What is needed: Format everything from the start of the rows down to the line containing "[(6, 387), (119, 352), (97, 360), (12, 399)]", both ends included, as a JSON list of strings with one string per line and blank lines omitted. Leave the pictures out of your answer.

Entries from a pointing dataset:
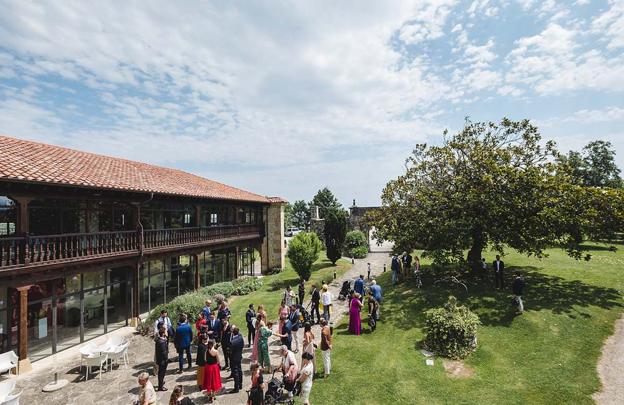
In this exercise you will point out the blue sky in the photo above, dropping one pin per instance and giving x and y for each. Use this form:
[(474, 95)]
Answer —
[(283, 98)]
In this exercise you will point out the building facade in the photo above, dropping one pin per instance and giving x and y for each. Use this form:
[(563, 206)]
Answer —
[(90, 243)]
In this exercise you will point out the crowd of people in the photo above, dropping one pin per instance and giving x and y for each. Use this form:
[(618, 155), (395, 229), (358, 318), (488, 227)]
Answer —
[(220, 346)]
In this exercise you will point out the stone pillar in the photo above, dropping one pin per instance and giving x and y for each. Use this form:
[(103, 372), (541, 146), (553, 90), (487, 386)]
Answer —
[(273, 251), (24, 365)]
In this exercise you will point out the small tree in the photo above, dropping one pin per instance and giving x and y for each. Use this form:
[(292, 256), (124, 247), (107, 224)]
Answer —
[(451, 331), (303, 251), (356, 244), (335, 232)]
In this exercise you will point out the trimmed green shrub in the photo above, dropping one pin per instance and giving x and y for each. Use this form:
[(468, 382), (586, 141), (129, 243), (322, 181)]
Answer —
[(303, 250), (245, 285), (356, 245), (451, 331)]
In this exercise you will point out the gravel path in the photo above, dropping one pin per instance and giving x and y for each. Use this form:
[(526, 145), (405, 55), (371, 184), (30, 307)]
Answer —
[(120, 386), (611, 368)]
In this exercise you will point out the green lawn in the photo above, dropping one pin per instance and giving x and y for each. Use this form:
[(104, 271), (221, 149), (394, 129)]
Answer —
[(546, 355), (271, 292)]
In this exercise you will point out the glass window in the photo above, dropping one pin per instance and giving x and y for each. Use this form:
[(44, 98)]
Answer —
[(93, 313)]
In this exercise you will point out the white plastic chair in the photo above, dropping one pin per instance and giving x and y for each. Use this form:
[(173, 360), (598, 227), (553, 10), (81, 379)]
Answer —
[(6, 387), (119, 352), (97, 360), (12, 399)]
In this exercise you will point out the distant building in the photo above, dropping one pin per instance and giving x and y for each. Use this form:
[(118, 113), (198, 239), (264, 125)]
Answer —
[(91, 243)]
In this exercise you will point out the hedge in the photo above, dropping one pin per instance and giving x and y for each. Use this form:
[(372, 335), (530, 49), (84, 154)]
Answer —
[(193, 302)]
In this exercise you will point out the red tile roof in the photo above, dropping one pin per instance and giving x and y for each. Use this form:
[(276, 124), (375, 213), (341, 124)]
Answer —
[(29, 161)]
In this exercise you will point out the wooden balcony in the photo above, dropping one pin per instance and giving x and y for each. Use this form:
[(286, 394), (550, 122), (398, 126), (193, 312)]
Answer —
[(33, 251)]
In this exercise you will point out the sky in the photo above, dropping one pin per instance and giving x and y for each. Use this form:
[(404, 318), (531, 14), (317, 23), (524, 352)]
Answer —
[(282, 97)]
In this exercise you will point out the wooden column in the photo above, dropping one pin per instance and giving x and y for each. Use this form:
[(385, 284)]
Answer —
[(134, 321), (195, 257), (22, 339)]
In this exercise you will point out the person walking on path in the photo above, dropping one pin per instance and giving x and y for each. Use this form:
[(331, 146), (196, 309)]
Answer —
[(518, 288), (147, 394), (355, 321), (236, 357), (251, 330), (326, 298), (306, 377), (314, 304), (161, 347), (202, 348), (178, 398), (263, 344), (212, 373), (308, 343), (326, 346), (499, 272), (183, 339), (358, 285), (395, 266), (256, 391), (301, 291)]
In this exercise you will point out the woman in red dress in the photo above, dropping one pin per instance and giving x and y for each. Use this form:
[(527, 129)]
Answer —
[(212, 372)]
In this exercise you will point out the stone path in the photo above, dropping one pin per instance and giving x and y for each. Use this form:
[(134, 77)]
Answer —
[(611, 368), (120, 386)]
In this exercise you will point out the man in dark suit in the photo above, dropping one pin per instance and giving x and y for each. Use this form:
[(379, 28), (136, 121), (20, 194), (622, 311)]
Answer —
[(499, 272), (214, 328), (183, 339), (314, 303), (226, 336), (236, 357)]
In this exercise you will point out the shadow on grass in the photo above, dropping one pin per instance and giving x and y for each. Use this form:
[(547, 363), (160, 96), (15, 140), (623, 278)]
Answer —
[(405, 305)]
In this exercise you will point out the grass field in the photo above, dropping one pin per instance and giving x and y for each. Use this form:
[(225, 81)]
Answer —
[(547, 355), (271, 292)]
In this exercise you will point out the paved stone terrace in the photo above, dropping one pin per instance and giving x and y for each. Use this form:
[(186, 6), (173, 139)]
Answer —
[(120, 386)]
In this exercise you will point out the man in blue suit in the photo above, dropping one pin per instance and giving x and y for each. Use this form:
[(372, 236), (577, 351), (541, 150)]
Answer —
[(214, 327), (358, 286), (236, 356), (183, 339)]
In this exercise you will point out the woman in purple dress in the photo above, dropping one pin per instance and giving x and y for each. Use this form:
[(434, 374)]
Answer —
[(355, 323)]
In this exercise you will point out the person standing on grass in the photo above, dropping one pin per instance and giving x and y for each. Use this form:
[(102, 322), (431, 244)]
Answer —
[(355, 321), (314, 304), (395, 266), (306, 377), (161, 347), (147, 394), (499, 272), (251, 330), (293, 318), (326, 298), (301, 291), (326, 346), (518, 288), (212, 374), (202, 349), (236, 357), (183, 339)]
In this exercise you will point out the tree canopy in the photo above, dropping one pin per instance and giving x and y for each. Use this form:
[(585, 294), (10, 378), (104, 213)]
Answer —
[(492, 185)]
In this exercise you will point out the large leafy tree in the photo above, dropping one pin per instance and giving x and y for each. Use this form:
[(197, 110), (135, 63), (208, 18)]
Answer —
[(334, 232), (325, 200), (491, 185), (303, 251), (301, 214), (594, 166)]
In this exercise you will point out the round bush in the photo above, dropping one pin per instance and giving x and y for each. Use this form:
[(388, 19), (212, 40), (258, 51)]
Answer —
[(451, 331), (356, 245)]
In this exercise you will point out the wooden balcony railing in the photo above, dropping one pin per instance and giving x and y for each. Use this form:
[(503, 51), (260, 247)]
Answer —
[(32, 250)]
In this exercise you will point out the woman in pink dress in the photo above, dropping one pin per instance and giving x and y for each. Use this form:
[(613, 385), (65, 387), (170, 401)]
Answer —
[(260, 316), (355, 323)]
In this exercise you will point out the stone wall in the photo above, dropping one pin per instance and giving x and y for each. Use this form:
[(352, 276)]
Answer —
[(273, 251)]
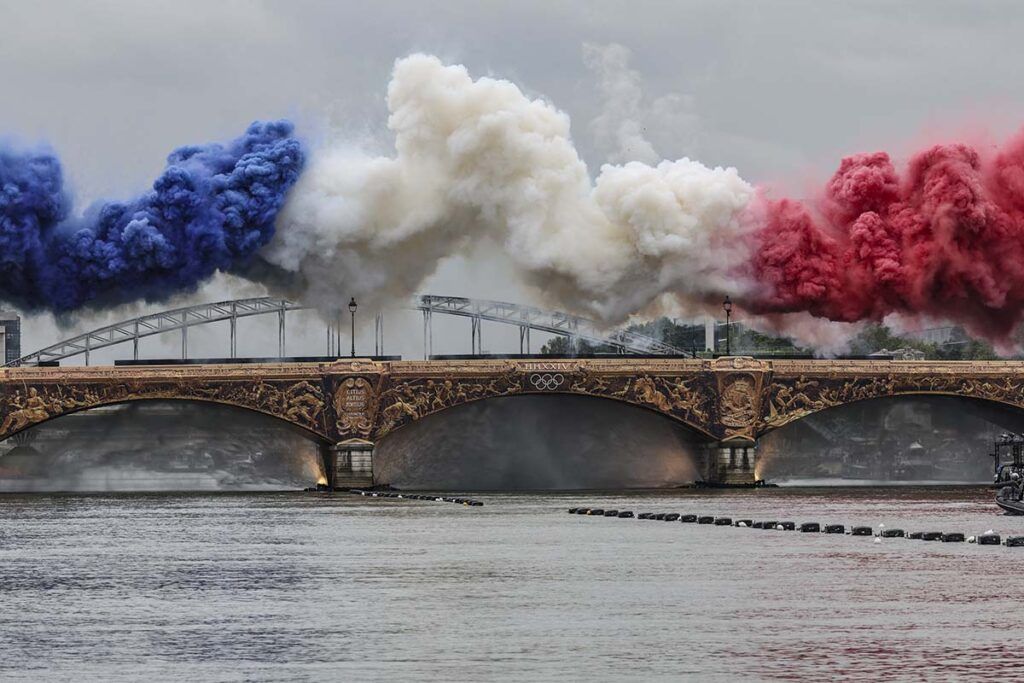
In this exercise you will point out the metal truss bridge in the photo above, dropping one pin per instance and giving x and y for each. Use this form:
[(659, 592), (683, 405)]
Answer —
[(527, 318)]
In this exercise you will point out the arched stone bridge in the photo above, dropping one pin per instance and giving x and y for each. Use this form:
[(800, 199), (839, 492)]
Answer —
[(349, 404)]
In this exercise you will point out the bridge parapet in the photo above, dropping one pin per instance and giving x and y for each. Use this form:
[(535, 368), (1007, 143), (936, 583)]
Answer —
[(730, 401)]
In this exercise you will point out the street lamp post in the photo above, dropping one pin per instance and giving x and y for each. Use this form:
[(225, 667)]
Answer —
[(351, 309), (727, 304)]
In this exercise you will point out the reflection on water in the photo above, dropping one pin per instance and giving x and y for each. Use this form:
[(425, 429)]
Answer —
[(303, 587), (159, 445)]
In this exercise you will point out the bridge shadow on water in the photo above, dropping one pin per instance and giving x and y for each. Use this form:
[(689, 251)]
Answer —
[(540, 442), (160, 445)]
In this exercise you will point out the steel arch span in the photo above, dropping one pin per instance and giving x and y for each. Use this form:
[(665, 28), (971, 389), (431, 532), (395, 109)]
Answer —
[(181, 319)]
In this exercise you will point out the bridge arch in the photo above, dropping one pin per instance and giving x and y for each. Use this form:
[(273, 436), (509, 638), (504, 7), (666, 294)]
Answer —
[(388, 427), (11, 431), (790, 398), (42, 395), (684, 399), (541, 442)]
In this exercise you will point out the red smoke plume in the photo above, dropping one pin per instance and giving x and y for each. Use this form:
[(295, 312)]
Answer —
[(943, 240)]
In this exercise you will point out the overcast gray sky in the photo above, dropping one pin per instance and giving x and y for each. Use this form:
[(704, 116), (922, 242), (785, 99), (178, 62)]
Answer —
[(778, 89)]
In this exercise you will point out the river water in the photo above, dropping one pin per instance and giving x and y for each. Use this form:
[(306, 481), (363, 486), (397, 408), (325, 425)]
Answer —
[(322, 587)]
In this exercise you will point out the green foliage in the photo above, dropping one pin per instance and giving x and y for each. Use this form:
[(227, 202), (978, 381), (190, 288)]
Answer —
[(960, 347)]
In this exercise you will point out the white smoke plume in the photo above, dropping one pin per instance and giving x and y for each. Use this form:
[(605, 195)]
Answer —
[(477, 160), (622, 88)]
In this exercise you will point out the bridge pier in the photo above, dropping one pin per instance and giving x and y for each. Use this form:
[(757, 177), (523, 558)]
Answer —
[(349, 464), (731, 463)]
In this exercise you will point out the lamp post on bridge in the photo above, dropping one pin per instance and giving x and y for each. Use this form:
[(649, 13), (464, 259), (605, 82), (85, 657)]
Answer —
[(727, 304), (351, 309)]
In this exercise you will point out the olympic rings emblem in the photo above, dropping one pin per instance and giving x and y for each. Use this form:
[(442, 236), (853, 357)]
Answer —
[(547, 381)]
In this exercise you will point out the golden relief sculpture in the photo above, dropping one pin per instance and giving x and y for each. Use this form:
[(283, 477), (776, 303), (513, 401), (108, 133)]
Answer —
[(725, 398), (299, 401), (353, 407), (790, 398)]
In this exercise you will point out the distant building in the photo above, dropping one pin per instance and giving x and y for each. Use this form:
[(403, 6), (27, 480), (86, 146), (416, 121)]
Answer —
[(10, 336)]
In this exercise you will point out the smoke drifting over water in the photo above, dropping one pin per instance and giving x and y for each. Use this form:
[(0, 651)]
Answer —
[(539, 442), (159, 445), (476, 161)]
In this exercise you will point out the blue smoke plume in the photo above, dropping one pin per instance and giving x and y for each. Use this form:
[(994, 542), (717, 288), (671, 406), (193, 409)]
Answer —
[(211, 209)]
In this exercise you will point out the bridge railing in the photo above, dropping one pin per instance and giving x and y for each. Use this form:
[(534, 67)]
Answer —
[(527, 318)]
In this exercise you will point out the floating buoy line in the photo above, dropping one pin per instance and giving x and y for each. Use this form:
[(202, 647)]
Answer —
[(989, 538), (416, 497)]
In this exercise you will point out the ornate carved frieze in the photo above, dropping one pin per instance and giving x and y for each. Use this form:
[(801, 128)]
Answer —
[(300, 401), (726, 398)]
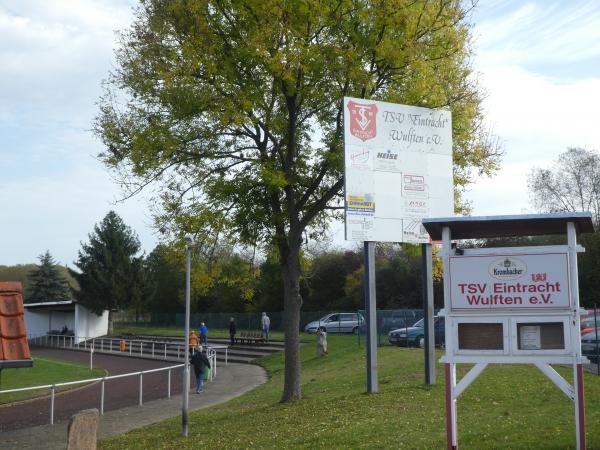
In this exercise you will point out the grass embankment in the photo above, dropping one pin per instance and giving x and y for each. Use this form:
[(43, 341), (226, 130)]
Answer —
[(44, 371), (514, 407)]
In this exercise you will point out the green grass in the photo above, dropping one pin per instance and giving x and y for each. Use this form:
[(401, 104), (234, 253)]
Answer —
[(44, 371), (507, 407)]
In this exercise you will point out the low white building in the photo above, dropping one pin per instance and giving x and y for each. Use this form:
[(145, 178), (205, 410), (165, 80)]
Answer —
[(48, 317)]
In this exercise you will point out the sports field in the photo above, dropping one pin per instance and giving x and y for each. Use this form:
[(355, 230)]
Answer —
[(512, 407)]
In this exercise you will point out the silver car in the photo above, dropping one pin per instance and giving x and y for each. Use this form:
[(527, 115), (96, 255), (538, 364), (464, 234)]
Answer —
[(337, 323)]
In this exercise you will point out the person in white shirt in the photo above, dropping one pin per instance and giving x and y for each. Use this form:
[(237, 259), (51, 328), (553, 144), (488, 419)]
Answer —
[(266, 323)]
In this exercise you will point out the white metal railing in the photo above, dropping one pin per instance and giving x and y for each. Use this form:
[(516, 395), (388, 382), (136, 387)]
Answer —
[(133, 347), (102, 380)]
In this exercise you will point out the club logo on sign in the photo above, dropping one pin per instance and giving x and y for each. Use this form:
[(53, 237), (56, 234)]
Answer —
[(363, 120), (507, 268)]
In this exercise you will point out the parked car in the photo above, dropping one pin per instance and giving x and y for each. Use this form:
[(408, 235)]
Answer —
[(343, 322), (589, 341), (399, 318), (588, 323), (415, 336)]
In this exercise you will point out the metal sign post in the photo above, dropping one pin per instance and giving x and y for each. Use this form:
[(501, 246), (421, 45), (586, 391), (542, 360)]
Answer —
[(186, 364), (371, 310), (397, 170), (429, 330)]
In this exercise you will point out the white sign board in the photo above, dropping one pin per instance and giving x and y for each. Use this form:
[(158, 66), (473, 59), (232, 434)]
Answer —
[(398, 170), (510, 281)]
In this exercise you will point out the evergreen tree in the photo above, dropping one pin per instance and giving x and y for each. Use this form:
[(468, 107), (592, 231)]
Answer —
[(46, 284), (109, 271)]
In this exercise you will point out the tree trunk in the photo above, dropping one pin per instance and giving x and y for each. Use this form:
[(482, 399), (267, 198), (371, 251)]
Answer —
[(290, 269)]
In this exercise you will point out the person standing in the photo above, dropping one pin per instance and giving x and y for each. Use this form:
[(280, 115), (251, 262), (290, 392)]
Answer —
[(193, 343), (203, 333), (200, 363), (232, 330), (266, 324)]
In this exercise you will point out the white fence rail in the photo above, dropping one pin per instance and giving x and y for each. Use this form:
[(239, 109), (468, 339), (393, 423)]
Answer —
[(108, 345), (102, 380), (133, 347)]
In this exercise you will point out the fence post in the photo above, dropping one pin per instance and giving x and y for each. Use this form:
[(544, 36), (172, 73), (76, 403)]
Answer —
[(102, 397), (141, 388), (169, 383), (596, 336), (52, 405)]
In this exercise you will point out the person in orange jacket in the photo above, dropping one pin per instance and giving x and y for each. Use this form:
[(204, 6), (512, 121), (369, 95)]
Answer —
[(193, 340)]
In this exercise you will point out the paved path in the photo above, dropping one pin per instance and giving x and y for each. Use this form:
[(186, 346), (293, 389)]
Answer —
[(232, 380)]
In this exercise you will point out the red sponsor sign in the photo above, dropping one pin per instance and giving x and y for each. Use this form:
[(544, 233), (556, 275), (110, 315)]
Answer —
[(363, 120)]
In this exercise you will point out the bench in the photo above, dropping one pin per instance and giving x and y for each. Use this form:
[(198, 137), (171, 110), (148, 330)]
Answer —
[(250, 337)]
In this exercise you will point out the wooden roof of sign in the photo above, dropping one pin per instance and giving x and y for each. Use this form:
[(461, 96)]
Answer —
[(479, 227)]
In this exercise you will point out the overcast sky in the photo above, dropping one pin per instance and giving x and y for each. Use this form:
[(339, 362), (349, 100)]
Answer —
[(538, 62)]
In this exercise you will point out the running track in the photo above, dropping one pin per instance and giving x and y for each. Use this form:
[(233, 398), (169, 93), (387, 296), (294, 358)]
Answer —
[(117, 393)]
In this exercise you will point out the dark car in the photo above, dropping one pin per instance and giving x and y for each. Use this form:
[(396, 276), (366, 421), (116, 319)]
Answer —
[(343, 322), (589, 343), (398, 319), (415, 336)]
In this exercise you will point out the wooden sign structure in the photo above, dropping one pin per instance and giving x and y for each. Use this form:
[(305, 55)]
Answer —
[(512, 305), (14, 348)]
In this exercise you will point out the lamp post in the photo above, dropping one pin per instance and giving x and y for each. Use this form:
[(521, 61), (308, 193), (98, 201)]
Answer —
[(189, 242)]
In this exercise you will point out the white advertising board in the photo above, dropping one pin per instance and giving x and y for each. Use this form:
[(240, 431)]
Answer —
[(398, 170), (512, 281)]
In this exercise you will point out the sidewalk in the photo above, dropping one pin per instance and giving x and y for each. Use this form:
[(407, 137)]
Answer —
[(232, 380)]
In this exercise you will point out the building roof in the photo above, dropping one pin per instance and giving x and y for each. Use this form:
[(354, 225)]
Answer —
[(479, 227)]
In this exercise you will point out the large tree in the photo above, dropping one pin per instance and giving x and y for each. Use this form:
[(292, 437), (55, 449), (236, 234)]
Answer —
[(46, 284), (234, 109), (109, 272), (571, 184)]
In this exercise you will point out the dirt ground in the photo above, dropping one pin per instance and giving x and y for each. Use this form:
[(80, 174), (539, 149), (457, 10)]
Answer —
[(117, 393)]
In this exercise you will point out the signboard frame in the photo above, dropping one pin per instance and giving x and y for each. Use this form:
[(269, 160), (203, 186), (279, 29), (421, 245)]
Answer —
[(568, 314), (397, 170)]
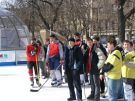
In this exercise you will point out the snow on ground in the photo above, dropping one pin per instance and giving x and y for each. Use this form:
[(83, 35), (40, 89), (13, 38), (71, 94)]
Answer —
[(15, 86)]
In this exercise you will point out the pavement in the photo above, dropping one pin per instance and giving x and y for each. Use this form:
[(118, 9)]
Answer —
[(15, 86)]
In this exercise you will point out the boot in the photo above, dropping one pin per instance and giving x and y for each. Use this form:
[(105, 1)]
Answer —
[(32, 82), (38, 83)]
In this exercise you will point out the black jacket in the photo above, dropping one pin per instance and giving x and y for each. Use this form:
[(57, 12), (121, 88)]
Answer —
[(72, 55)]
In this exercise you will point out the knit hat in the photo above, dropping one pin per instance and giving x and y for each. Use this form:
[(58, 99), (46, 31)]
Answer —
[(71, 39)]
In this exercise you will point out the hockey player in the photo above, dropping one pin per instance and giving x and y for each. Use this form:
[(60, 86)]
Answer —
[(32, 52)]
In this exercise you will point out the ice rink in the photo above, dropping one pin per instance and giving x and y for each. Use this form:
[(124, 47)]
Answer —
[(15, 86)]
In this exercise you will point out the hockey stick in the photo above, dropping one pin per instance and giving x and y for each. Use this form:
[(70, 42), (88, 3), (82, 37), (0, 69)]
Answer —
[(36, 90)]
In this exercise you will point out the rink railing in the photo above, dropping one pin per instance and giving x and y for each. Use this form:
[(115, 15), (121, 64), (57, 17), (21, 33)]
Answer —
[(12, 57)]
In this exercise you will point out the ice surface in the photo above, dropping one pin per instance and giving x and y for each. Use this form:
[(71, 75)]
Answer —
[(15, 86)]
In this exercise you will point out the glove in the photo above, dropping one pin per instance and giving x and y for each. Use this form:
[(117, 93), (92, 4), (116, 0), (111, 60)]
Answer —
[(61, 61), (47, 64)]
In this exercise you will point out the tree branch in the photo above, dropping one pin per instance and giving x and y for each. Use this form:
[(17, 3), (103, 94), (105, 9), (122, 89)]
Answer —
[(45, 1), (132, 11)]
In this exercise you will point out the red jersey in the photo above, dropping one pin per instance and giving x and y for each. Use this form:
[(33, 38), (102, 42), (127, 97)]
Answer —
[(29, 49), (53, 49)]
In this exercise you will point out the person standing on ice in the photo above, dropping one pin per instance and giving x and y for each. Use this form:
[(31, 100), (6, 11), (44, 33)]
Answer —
[(54, 58), (32, 52), (73, 62)]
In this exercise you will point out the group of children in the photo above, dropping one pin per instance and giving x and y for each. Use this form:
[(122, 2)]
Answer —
[(83, 60)]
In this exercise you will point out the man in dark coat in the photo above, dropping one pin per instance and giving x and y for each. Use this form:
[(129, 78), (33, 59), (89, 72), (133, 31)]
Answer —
[(73, 63)]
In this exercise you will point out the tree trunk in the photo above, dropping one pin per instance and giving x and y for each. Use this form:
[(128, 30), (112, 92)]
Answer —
[(121, 24)]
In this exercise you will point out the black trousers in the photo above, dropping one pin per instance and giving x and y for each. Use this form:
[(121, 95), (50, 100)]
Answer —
[(95, 86), (73, 79)]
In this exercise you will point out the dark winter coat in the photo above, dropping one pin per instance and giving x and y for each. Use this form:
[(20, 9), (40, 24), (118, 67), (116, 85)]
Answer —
[(97, 59), (72, 55)]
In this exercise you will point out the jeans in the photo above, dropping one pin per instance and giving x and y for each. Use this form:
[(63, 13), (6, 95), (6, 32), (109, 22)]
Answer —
[(73, 77), (95, 86), (113, 89)]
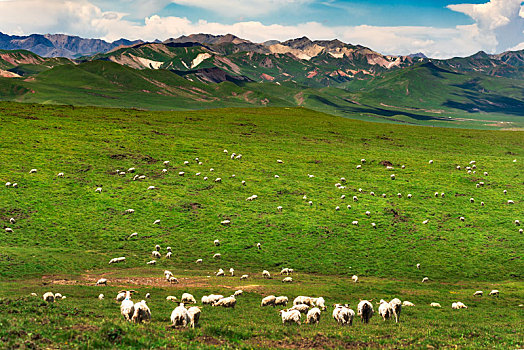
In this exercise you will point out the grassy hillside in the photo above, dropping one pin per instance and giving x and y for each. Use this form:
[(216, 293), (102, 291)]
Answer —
[(65, 233)]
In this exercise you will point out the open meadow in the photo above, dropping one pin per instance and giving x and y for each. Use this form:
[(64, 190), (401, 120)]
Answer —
[(378, 222)]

Written answer:
[
  "In this exercise you will point out the blue sky in the photo above, dropping one pin per instance and giving x and y for each. Use this form:",
  "[(474, 95)]",
  "Answer —",
  "[(283, 98)]",
  "In this exercise you will point out the building facade in the photo above, dropping one pin per instance and giving x and y for each. Use this form:",
  "[(563, 206)]",
  "Answer —",
  "[(90, 243)]",
  "In this exercise you will point out the crowd of people in the photo above, dropping one pin per instance and giving x and y for each. Use this form:",
  "[(618, 155), (395, 229), (358, 318), (488, 227)]",
  "Answer —",
  "[(220, 346)]",
  "In this exercise you will point out the stone pillar in the photo above, dropping one pin per instance and giving x and y for each. Use this form:",
  "[(103, 372), (541, 146), (553, 90), (487, 386)]",
  "Answer —",
  "[(273, 251), (24, 365)]",
  "In this exercise you will point out the small tree in the photo above, dropping one pin per instance and giving x and y for each. Use this form:",
  "[(292, 256), (124, 247), (107, 224)]",
  "Answer —",
  "[(451, 331), (303, 251), (356, 244), (335, 232)]",
  "In this exercise you will point out the trimmed green shrub in the photo above, dropping one pin per instance and giving x and y for each. Use this form:",
  "[(468, 382), (586, 141), (129, 243), (322, 181)]",
  "Answer —",
  "[(303, 250), (245, 285), (356, 245), (451, 331)]",
  "In this exercise you will point out the gravel path in the photo above, dropping one pin per instance and giving x and y for each. Use this form:",
  "[(526, 145), (405, 55), (371, 184), (30, 307)]",
  "Answer —",
  "[(120, 386), (611, 368)]",
  "In this exercise you will point out the green lawn in the photo above, dropping one pin per instance and giving x and y for each. Use this form:",
  "[(104, 271), (221, 149), (394, 129)]",
  "Answer —",
  "[(546, 355), (271, 292)]",
  "In this exercise you will point out the glass window in the photo above, dropping one pin per instance and giving x and y for each. Use this form:",
  "[(44, 98)]",
  "Answer —",
  "[(93, 313)]",
  "In this exercise you will point out the white plastic chair in the photo above, dropping one pin per instance and giving x and y for each. Use this form:",
  "[(173, 360), (598, 227), (553, 10), (81, 379)]",
  "Answer —",
  "[(6, 387), (119, 352), (97, 360), (12, 399)]"
]